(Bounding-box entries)

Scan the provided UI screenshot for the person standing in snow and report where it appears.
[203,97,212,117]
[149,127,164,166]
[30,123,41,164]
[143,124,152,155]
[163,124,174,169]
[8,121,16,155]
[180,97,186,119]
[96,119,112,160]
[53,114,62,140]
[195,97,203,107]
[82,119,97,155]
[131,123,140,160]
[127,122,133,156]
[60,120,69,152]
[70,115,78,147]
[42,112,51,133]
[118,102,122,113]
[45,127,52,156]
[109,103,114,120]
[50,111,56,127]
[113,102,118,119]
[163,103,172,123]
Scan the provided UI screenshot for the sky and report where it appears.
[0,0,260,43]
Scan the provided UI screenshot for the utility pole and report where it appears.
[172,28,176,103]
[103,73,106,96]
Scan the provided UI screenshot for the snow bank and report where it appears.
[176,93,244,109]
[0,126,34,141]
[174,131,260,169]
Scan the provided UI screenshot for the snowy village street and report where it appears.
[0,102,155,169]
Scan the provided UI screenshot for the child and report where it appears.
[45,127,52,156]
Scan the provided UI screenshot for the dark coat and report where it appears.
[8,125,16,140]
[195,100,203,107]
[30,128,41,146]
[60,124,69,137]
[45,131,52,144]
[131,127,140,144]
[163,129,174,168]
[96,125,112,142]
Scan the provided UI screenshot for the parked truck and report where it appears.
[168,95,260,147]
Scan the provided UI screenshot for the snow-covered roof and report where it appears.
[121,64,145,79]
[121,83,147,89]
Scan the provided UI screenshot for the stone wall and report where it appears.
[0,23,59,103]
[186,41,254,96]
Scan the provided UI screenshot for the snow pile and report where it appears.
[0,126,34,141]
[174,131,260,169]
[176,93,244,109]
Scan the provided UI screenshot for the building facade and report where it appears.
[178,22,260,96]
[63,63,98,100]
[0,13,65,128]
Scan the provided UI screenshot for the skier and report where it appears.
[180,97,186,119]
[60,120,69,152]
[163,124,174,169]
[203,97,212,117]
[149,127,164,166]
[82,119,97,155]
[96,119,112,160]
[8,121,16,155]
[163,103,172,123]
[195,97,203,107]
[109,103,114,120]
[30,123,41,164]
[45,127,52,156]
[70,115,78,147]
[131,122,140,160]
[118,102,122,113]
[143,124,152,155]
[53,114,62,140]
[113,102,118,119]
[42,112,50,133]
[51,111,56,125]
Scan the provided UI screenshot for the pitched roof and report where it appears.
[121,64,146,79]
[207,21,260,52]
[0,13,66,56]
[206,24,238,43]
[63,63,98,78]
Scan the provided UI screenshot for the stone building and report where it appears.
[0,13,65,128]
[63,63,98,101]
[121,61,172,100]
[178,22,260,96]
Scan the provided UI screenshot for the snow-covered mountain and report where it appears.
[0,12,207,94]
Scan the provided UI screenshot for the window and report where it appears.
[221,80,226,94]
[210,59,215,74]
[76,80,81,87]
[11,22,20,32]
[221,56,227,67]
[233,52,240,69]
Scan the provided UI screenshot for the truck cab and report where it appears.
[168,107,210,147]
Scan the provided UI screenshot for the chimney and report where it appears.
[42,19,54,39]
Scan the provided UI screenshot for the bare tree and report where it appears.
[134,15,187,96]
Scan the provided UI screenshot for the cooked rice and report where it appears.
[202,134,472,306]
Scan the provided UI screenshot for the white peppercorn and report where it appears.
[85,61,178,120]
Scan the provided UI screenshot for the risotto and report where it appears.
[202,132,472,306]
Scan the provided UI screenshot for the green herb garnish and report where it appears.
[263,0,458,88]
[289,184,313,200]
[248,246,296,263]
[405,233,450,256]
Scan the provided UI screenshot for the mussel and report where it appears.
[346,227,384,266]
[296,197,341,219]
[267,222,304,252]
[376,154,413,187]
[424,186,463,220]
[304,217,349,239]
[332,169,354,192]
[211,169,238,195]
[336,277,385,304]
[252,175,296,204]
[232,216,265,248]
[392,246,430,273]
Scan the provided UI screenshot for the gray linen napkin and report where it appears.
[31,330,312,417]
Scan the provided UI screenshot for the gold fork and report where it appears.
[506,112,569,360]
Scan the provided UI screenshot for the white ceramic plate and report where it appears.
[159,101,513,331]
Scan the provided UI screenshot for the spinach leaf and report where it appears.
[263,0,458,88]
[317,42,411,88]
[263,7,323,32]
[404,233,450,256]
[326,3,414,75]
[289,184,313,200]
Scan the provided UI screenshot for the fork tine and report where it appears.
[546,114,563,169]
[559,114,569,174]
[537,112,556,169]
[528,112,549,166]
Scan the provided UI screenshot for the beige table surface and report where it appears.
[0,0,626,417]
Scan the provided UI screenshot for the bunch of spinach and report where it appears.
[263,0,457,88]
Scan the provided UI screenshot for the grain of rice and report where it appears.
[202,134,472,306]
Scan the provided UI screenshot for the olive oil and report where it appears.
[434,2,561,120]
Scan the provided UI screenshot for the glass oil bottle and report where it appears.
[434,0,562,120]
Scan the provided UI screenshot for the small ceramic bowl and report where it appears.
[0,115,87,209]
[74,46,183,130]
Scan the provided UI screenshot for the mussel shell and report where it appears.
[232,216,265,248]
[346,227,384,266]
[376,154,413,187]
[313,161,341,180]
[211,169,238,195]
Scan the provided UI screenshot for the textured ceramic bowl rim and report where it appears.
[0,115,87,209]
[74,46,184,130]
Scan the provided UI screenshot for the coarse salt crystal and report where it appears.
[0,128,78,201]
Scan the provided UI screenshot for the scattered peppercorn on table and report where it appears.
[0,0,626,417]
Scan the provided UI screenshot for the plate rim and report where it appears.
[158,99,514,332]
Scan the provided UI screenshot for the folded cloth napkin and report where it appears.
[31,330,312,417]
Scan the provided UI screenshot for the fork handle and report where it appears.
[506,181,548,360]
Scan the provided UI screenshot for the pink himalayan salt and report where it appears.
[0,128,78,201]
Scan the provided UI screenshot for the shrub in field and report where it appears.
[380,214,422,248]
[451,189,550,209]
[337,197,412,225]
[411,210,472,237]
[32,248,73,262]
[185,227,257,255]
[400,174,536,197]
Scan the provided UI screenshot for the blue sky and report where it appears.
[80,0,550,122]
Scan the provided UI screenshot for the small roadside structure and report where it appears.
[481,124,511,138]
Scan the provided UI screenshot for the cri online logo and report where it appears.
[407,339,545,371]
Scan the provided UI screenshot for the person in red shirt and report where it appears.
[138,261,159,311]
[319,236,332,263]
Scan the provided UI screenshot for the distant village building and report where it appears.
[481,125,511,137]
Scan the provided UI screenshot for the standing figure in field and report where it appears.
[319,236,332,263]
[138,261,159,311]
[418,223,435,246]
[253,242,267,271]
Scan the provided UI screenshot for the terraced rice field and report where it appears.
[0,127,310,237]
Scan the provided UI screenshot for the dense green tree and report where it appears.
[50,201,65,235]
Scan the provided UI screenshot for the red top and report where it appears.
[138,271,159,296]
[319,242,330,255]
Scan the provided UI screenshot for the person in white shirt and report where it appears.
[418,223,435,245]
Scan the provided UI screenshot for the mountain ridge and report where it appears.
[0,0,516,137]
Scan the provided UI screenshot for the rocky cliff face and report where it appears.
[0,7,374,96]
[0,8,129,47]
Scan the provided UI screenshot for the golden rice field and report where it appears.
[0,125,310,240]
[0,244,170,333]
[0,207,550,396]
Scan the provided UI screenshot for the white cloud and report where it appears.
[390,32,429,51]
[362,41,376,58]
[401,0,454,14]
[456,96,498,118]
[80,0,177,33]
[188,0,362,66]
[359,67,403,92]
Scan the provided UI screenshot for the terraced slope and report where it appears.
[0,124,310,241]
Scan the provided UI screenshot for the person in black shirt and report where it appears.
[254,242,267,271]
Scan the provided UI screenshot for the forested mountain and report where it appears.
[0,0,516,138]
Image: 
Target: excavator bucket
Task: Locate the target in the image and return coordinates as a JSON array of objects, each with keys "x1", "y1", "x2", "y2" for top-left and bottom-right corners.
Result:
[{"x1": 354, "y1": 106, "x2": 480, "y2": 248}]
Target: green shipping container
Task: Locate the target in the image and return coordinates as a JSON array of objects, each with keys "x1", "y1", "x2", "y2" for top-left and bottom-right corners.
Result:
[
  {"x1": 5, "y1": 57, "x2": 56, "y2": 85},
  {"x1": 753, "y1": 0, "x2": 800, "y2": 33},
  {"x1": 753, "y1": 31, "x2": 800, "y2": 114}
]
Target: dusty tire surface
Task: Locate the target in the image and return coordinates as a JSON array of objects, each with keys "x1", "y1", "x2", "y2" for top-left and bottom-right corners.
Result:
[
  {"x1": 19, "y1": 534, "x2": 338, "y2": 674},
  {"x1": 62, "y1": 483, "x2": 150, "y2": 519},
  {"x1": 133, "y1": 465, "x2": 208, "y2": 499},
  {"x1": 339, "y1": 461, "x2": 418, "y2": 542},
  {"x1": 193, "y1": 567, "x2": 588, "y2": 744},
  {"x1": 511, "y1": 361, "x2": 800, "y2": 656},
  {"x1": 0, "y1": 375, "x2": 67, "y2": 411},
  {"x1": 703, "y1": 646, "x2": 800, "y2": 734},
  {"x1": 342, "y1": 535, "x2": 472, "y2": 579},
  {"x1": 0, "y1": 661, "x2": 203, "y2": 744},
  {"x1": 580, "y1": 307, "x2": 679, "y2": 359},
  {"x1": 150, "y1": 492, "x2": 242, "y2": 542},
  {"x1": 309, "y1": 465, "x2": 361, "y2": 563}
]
...
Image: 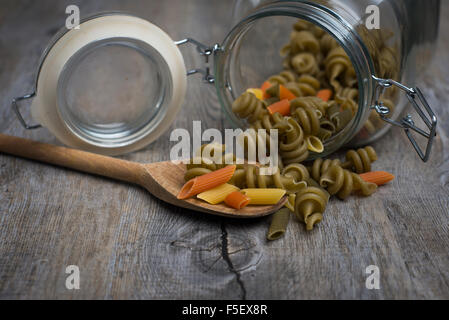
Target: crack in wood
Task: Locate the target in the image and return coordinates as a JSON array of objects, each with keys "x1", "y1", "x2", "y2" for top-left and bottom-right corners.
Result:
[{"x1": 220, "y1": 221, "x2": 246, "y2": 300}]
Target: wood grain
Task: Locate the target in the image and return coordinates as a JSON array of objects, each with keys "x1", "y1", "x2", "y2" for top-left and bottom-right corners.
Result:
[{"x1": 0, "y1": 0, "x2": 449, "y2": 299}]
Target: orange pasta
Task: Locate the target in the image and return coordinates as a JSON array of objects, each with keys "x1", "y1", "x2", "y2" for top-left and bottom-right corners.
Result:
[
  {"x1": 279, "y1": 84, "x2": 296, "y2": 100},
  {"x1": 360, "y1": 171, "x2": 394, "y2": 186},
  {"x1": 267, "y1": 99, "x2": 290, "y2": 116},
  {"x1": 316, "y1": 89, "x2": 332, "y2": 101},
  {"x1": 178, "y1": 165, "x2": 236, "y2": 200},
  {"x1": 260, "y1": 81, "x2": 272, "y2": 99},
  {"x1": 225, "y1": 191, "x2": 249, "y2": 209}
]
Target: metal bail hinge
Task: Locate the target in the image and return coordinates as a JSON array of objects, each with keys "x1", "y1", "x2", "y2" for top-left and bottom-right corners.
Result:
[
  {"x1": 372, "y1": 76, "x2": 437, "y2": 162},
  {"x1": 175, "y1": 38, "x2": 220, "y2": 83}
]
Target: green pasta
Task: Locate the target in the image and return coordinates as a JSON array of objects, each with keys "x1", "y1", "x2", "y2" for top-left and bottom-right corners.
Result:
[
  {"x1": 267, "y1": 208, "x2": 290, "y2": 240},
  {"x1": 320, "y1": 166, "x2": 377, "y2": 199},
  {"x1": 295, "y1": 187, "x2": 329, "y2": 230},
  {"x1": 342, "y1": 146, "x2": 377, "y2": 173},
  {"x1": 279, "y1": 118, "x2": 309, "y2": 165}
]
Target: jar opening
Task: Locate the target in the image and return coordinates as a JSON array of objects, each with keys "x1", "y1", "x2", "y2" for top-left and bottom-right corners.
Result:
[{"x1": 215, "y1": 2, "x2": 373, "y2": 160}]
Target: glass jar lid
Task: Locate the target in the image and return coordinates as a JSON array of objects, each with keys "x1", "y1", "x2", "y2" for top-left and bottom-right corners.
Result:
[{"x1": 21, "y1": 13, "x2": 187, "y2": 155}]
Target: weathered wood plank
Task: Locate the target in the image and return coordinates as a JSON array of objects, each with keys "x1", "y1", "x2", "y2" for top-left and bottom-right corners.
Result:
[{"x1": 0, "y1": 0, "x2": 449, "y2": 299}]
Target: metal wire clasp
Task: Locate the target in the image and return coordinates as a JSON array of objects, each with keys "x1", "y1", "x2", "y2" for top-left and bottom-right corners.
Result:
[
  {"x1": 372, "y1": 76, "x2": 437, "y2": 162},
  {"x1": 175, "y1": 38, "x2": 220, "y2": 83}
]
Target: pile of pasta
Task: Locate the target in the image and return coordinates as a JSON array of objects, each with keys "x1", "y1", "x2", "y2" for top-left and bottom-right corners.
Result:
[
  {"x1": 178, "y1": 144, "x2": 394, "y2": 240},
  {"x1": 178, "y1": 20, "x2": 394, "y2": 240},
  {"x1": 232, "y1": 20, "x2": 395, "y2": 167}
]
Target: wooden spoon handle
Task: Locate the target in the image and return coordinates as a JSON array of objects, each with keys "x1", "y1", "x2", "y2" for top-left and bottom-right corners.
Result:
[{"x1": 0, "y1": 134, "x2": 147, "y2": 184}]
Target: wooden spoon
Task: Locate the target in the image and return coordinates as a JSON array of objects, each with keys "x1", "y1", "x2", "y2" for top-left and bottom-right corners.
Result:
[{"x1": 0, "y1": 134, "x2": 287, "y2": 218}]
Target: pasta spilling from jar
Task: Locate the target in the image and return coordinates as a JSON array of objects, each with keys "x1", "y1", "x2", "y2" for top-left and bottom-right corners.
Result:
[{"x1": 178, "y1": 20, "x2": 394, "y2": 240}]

## EXERCISE
Write out, unchanged, the part of the entries that opens with the line containing "Scan the provided UI screenshot for the small roadside" and closes with the line containing "[0,0,516,138]", both of those lines included.

## FULL ANSWER
Scan the provided UI screenshot for the small roadside structure and report where it appears.
[481,124,511,138]
Scan the provided UI screenshot for the cri online logo and report where it appears.
[407,339,545,371]
Scan the provided UI screenshot for the person in red shirt and report where it appears.
[138,261,159,311]
[319,236,332,263]
Scan the provided UI screenshot for the distant village building and report where it appears.
[481,125,511,137]
Scan the provided UI screenshot for the standing figure in field and report where it appears.
[319,236,332,263]
[138,261,159,311]
[418,223,435,246]
[253,242,267,271]
Scan the provided UI screenshot for the terraced rice field and report where it appears.
[0,127,310,237]
Scan the provided UI screenshot for the dense green tree and report where it appears.
[50,201,65,235]
Scan the provided UI screenshot for the red top and report where it appears.
[138,271,159,296]
[319,242,330,255]
Scan the provided UI screenshot for the person in white shirt and report where it appears.
[418,223,435,245]
Scan the provided UI screenshot for the mountain ridge and report where it appears.
[0,0,516,137]
Scan the provided UI screenshot for the rocky cliff face and report where it appears.
[0,7,374,96]
[0,8,129,47]
Scan the provided UI screenshot for the golden rice field and report where it appears.
[0,125,310,240]
[0,244,170,333]
[0,207,550,396]
Scan the provided UI screenshot for the white cloud and report where it appears.
[390,32,429,51]
[362,41,376,58]
[401,0,454,14]
[456,96,498,118]
[80,0,177,33]
[188,0,362,66]
[359,67,403,92]
Scan the provided UI screenshot for the terraced slope and report where it appears.
[0,124,310,241]
Scan the provided UI screenshot for the person in black shirt and report where it appears.
[254,242,267,271]
Scan the provided UI screenshot for the forested mountain and report where it appears.
[0,0,516,138]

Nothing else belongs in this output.